Lancaster, SC. Under the expansive shadow cast by the Great War, and with its second act in World War II looming large on the horizon, French-American Jacques Barzun published a short book in 1937 entitled, Race: A Study in Superstition. As someone who lived on both sides of the Atlantic, Barzun developed that Tocquevillian skill of penetrating analysis and keen observation, yet this short monograph is now long forgotten. While the book focused heavily on cultural matters and historical situations involving race nearly a hundred years past, Barzun’s perspective is surprisingly relevant, providing a much-needed historical counterbalance to today’s discourse on race. Barzun doesn’t have a dog in the current fight, thus making his standpoint all the more valuable.

Barzun’s academic longevity is stunning, with works published in every decade from 1920 to 2010. In Barzun’s magnum opus From Dawn to Decadence, published in the year 2000, he makes passing reference to his 1937 volume on race. This piqued my interest, implying that Barzun must at least agree with some of what he wrote nearly a lifetime before. What was in that little-known and forgotten text, written on the eve of World War II?

Barzun had some serious nerve to suggest that race is a superstition in 1937, with Social Darwinism, eugenics, imperialism, nationalistic wars, and the rise of Fascism and Nazism all around. A second edition of Barzun’s book was released in 1965, at another historical moment of heightened racial conflict and awareness in the American Civil Rights Movement. In the preface to the second edition he wrote, “As long as people permit themselves to think of human groups without the vivid sense that groups consist of individuals and that individuals display the full range of human differences, the tendency which twenty-eight years ago I named race-thinking will persist” (xi).

Now, fifty-five years later, not only does race-thinking persist, the book’s relevance also persists. Consider as one example among many the barrage of election commentary we are seeing right now that depends in large part on unquestioned assumptions about identity-categories like race and gender as essential metrics of voter analysis. Helen Pluckrose and James Lindsay suggest in Cynical Theories that such thinking is the logical outworking of postmodernism in the political realm, “a call to identity politics, which requires adopting an identity as part of some marginalized group or being assigned to a relatively privileged one . . . [thus] fragmenting the universal and replacing the individual with the group (159).

◆ Entries supplied

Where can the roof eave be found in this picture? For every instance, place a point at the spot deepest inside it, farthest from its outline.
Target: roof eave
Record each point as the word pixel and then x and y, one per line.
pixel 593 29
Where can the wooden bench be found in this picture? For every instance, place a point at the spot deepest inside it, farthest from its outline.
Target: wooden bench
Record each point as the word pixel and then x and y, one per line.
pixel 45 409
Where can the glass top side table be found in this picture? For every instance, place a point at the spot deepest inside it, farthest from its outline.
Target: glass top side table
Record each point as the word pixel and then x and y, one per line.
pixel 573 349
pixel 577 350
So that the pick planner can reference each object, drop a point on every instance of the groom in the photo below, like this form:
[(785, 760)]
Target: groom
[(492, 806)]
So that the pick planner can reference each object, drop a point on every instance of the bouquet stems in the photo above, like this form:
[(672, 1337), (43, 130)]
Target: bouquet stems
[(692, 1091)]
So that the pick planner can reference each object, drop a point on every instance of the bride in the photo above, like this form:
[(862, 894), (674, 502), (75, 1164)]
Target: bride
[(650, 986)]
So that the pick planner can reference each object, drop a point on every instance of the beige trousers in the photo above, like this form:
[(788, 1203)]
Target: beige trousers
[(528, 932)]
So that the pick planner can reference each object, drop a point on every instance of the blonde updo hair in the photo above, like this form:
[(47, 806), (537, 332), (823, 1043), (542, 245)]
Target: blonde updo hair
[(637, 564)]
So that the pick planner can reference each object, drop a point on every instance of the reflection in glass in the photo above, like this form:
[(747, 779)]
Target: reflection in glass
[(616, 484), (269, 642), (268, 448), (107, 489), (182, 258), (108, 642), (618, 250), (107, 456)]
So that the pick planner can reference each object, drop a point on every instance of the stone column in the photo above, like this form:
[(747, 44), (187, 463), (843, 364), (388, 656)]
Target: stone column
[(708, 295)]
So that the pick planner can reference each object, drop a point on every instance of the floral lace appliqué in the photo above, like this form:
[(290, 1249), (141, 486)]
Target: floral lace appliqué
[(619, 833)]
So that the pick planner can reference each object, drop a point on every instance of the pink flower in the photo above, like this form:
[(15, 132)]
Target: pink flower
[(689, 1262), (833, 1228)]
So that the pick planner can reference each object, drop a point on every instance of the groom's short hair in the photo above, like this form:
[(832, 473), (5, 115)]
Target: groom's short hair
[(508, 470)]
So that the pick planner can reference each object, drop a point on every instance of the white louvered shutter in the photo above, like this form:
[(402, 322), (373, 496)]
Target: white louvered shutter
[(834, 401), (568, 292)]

◆ What to produce
Please write out the Barzun essay from "Lancaster, SC. Under" to "the more valuable.". The entries were taken from a separate source.

◆ Written solution
Lancaster, SC. Under the expansive shadow cast by the Great War, and with its second act in World War II looming large on the horizon, French-American Jacques Barzun published a short book in 1937 entitled, Race: A Study in Superstition. As someone who lived on both sides of the Atlantic, Barzun developed that Tocquevillian skill of penetrating analysis and keen observation, yet this short monograph is now long forgotten. While the book focused heavily on cultural matters and historical situations involving race nearly a hundred years past, Barzun’s perspective is surprisingly relevant, providing a much-needed historical counterbalance to today’s discourse on race. Barzun doesn’t have a dog in the current fight, thus making his standpoint all the more valuable.